[start DATA RECORDS]

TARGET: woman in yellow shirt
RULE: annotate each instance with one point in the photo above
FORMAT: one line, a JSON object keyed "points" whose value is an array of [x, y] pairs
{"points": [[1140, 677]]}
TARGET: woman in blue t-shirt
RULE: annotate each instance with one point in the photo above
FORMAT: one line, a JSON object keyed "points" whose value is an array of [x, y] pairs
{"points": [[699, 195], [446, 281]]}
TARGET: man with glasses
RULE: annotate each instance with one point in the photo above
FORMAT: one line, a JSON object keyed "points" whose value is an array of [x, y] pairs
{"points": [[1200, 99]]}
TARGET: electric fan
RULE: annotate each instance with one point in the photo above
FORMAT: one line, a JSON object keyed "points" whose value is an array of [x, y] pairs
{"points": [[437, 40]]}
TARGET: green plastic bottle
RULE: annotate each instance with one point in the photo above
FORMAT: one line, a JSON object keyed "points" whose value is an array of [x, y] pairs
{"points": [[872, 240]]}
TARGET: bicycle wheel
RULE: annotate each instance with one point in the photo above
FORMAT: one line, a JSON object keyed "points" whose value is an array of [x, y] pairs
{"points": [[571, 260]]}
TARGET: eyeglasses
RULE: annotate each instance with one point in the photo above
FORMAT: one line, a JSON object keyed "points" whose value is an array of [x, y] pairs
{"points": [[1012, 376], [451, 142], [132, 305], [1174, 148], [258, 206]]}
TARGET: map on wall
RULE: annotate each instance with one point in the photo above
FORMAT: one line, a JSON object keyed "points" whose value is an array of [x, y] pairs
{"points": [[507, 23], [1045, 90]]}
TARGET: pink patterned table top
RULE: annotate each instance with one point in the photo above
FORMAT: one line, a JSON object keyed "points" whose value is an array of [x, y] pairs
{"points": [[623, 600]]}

[end DATA RECORDS]

EXERCISE OBJECTIVE - Convert every line of the items above into a Markdown table with the columns Row and Line, numbering the rows in order and skipping any blank lines.

TASK ANSWER -
| Row | Line |
|---|---|
| 1 | TARGET: woman in yellow shirt |
| 2 | RULE: annotate each instance with one point in the photo above |
| 3 | FORMAT: one line, a JSON object keyed "points" whose value is an array of [x, y] pairs |
| 4 | {"points": [[1140, 677]]} |
| 5 | TARGET: woman in blue t-shirt |
| 6 | RULE: annotate each instance with one point in the photo above |
| 7 | FORMAT: one line, a JSON object keyed "points" whose value is an array of [x, y] pairs |
| 8 | {"points": [[699, 195], [446, 281]]} |
| 9 | TARGET: man with glasses |
| 10 | RULE: annotate each instance with one point in the photo above |
| 11 | FORMAT: one line, a JSON object keyed "points" whose value is an array of [x, y] pairs |
| 12 | {"points": [[1200, 99]]} |
| 13 | TARGET: electric fan |
| 14 | RULE: annotate each instance with one point in the photo above |
| 15 | FORMAT: one line, a JSON object keyed "points" whose value is an array of [x, y] pairs |
| 16 | {"points": [[437, 40]]} |
| 17 | TARGET: green plastic bottle |
| 18 | RULE: annotate each instance with one point in the photo above |
| 19 | FORMAT: one line, a JSON object keyed "points" whose value is an array of [x, y] pairs |
| 20 | {"points": [[872, 240]]} |
| 21 | TARGET: bicycle wheel |
| 22 | RULE: annotate each instance with one point in the photo above |
| 23 | FORMAT: one line, a JSON object keyed "points" whose value is an array of [x, y] pairs |
| 24 | {"points": [[571, 260]]} |
| 25 | TARGET: eyeglasses |
| 26 | RULE: annotate each instance with one point in the photo above |
| 27 | FORMAT: one line, a JSON object keyed "points" whose value is an array of [x, y] pairs |
| 28 | {"points": [[1012, 376], [451, 142], [132, 305], [1174, 148], [258, 206]]} |
| 29 | TARGET: map on wall |
| 30 | RULE: annotate each instance with one point in the photo above |
| 31 | FORMAT: one line, a JSON object keyed "points" whose value is an array of [x, y] pairs |
| 32 | {"points": [[507, 23], [1045, 90]]} |
| 33 | TARGET: pink patterned table top |
| 34 | RULE: annotate each instance with one point in the photo above |
| 35 | FORMAT: one line, a JSON object keyed "points" whose value is an array of [x, y] pairs |
| 36 | {"points": [[623, 600]]} |